YOUR INSTRUCTIONS:
Give the entries again, exactly as they stand.

DATASET:
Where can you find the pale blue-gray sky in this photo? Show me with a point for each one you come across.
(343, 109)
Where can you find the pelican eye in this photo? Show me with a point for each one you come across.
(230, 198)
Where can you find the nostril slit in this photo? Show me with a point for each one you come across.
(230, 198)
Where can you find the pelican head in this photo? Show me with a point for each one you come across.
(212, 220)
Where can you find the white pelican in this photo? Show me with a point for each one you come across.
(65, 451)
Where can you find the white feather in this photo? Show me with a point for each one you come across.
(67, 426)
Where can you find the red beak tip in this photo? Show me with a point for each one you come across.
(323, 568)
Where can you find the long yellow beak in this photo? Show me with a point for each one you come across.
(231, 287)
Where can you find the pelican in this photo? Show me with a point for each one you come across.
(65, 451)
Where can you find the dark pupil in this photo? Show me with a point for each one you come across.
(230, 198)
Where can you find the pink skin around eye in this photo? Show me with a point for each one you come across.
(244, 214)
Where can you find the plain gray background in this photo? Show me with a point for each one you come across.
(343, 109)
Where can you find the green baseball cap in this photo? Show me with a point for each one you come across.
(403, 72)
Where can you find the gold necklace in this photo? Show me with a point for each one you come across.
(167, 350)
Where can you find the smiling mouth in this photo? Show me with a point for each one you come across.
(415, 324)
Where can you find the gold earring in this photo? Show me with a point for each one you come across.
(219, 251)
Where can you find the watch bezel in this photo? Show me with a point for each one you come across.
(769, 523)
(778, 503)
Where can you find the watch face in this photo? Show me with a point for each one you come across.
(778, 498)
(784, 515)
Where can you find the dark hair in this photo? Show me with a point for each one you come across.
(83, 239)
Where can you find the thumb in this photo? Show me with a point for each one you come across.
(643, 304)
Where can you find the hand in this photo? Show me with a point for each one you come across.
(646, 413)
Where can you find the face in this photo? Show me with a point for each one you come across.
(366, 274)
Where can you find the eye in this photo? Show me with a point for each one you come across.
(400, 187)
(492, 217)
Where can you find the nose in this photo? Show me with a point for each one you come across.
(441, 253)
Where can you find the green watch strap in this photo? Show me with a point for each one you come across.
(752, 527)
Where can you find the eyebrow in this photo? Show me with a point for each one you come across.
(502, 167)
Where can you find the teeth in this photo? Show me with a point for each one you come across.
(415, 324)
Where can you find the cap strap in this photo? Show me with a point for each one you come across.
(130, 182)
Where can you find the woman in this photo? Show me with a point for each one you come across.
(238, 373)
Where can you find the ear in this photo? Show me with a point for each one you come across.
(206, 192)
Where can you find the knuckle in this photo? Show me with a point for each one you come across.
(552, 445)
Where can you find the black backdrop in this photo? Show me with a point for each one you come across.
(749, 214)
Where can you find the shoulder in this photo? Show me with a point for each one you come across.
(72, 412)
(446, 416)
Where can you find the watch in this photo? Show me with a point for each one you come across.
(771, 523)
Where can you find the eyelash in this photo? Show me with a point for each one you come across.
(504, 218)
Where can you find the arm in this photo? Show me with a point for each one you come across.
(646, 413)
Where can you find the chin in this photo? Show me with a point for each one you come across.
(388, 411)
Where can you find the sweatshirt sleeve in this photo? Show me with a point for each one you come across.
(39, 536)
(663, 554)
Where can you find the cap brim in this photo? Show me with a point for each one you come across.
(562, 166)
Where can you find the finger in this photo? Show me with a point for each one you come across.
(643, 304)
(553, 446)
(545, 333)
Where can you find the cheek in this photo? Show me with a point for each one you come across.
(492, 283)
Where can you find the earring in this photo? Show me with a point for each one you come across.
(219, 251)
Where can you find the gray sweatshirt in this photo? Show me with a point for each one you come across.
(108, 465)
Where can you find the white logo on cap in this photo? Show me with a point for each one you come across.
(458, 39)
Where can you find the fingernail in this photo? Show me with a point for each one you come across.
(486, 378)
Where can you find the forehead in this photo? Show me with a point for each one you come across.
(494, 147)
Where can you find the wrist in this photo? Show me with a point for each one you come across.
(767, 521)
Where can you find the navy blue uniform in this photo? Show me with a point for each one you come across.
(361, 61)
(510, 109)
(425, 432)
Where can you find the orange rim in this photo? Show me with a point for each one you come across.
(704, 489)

PROBLEM SOLUTION:
Where can you find the pale blue-gray sky in this photo? Show me with a point for each one you come across.
(343, 109)
Where can you find the pelican eye in this photo? Show me with a point for each one you come across.
(230, 198)
Where can you find the nostril slit in this photo? Show me with a point for each one you come across.
(230, 198)
Where can you find the pelican head in this photo? Show me with a point for each one you come across.
(212, 220)
Where can you find the white pelican in this photo? Show me with a point for each one you come across.
(65, 451)
Where can you find the white feather in this photo? Show me with a point for each one you come across.
(67, 426)
Where can you find the red beak tip in this photo? Show me with a point for each one you come across.
(323, 568)
Where can you find the long yellow beak in this photo? Show me with a point for each one you come across.
(231, 287)
Where can you find the pelican in this photo? Show me with a point for each one you come across.
(65, 451)
Where can you find the dark pupil in this photo? Show me with a point for each one you come across.
(230, 198)
Where can you find the pink skin around eye in this photo? Show me with a point for each one you come across.
(244, 214)
Where can you find the plain gray background in this photo? Show me with a point for each one you come across.
(343, 109)
Where can you find the green baseball cap in this photo? Show me with a point for each one you come across.
(403, 72)
Where can you find the gold necklace in this photo? Show me with a point for each one you come across.
(167, 350)
Where can you find the smiling mouth in this photo? Show me with a point for each one you come across.
(415, 324)
Where can you find the gold earring in this photo? Show me with a point for each one you come across.
(219, 251)
Where can you find the watch bezel in this photo? Show me with a point for each one you come across.
(769, 523)
(778, 503)
Where can you find the watch face in this photo? Show me with a point for each one you come across.
(778, 498)
(784, 515)
Where can you find the dark hair in this photo? Show me with a point for each one you come across.
(83, 239)
Where can you find the thumb in this photo? Show me with a point for each one you come across.
(643, 304)
Where can you find the hand in this photo? Show me with a point for each one you come across.
(646, 413)
Where can you find the face in this photo? Show me with a point for each one you come across.
(366, 274)
Where can you find the eye in this photo? Show me with a point for each one you come across.
(400, 187)
(492, 217)
Where can you find the nose in this photo? Show me with a point for each one you come across.
(441, 253)
Where can you find the green watch strap in this photo? Show me with a point for each one you come across.
(752, 527)
Where can you find the eyebrow in this photo? Show me with a point for each one you come across.
(502, 167)
Where can you find the teeth in this photo? Show me with a point for each one you come across.
(415, 324)
Where can you find the cap strap in this photo? Show me with a point for each one you come across.
(130, 182)
Where can you find the woman in this photo? Show me with a point for each one you come across.
(238, 373)
Where can you find the ear in this photo? Show me with a point for each one you come across.
(206, 192)
Where can you find the knuckle in this photo? Show me with a point for each one you come across.
(552, 445)
Where can you find the black backdrop in this photo? Show me with a point for each one you come across.
(749, 214)
Where can you find the shoulder in this photo? Show me with a point for each one you come across.
(72, 412)
(446, 416)
Where can you find the watch in this photo? Show me with a point for each one you come across.
(771, 523)
Where can you find the eyelash in this photo? Show me with a point for each one you come across.
(504, 218)
Where can you find the arm in this photo? Show me with a point for each one you come across.
(646, 413)
Where can you find the chin in this photo? Show me with a point for each one you come across.
(388, 411)
Where can you find the sweatshirt sleeve in this photo? Show me with a point for each one you come across.
(39, 536)
(663, 554)
Where can you find the cap brim in this photo? Show me with a point for each one you come across.
(562, 166)
Where can you find the finger in this photo? Show me with a point for each one you come across.
(643, 304)
(553, 446)
(545, 333)
Where can you find the cheek in this photo? Show me with a point for each one you come across.
(492, 283)
Where can you find the earring in this photo? Show me with a point for each one you come across.
(219, 251)
Where can you find the gray sweatshirt in this photo? Show me with a point for each one you come across.
(108, 465)
Where can you find the white logo on cap in this photo? Show me with a point for each one you come across.
(458, 39)
Where can you find the fingernail in this photo? Show me with a point for each one you come across.
(486, 378)
Where can you find the forehead in this photo? Show me with a point for each one you come across.
(494, 147)
Where can you find the wrist in this photo? Show me with a point for each one you come across.
(767, 521)
Where can you find the navy blue uniform in this photo? Show me with a point for each one you come across.
(361, 61)
(510, 109)
(425, 432)
Where can you find the orange rim in this photo? Show me with a point for each one you come across.
(704, 489)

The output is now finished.